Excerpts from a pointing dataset
= = = =
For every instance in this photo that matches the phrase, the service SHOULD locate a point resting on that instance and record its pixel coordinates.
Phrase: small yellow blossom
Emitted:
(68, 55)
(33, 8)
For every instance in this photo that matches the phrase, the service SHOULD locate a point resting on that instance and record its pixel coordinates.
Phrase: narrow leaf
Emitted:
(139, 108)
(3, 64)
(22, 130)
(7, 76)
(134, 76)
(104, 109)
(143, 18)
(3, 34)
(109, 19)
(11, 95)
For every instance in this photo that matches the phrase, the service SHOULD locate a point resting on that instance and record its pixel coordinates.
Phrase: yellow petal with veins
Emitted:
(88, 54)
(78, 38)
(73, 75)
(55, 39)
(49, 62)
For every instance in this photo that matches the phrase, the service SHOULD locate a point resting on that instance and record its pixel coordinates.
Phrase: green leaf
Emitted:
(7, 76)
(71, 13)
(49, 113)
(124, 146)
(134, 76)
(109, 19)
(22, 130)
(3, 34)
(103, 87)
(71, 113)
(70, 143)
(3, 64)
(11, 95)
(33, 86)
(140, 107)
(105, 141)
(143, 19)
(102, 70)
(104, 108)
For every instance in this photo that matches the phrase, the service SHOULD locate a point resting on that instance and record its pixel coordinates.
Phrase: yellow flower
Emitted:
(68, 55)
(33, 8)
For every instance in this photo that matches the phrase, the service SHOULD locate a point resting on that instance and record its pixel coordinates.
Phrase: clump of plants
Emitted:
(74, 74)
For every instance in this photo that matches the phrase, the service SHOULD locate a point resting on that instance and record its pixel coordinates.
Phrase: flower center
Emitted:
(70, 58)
= = = =
Please copy out every one of the records above word for word.

Response
For every instance in this photo that matches the phrase, the service SHOULD locate a point resting on that instance and record its pixel coordinates.
Phrase: small yellow blossom
Emitted:
(68, 55)
(33, 8)
For every instance in this photo that matches the phrase, the service SHOULD locate a point resting on that instance and record its pixel coordinates.
Phrase: narrow leaf
Emitted:
(139, 108)
(3, 64)
(22, 130)
(7, 76)
(134, 76)
(104, 109)
(143, 18)
(3, 34)
(109, 19)
(11, 95)
For every instance in this photo that matches the phrase, the service SHOULD locate a point resting on that instance and record its pixel coordinates.
Phrase: yellow petal with veins
Emitted:
(88, 54)
(78, 38)
(73, 75)
(55, 39)
(49, 62)
For every instance in this photo that matches the phrase, the service SHOULD locate a point resting on that instance and record its pixel coordinates.
Phrase: green leaf
Emitted:
(7, 76)
(71, 13)
(49, 113)
(124, 146)
(134, 76)
(109, 19)
(22, 130)
(3, 34)
(103, 87)
(71, 113)
(70, 143)
(3, 64)
(11, 95)
(33, 86)
(140, 107)
(105, 141)
(143, 19)
(102, 70)
(104, 108)
For every instance in this photo that matches the phrase, the service SHOULD locate a point resting on that instance and record its pixel coordinates.
Phrase: yellow flower
Emitted:
(68, 55)
(33, 8)
For every instance in this photo that matches the phrase, the service SHOULD locate a point resting on that instance and record its pixel coordinates.
Phrase: clump of plants
Emitted:
(74, 74)
For every instance in this photo that matches the phrase, the service SHOULD locate a point resting on that instance and record its pixel coordinates.
Phrase: flower center
Emitted:
(70, 58)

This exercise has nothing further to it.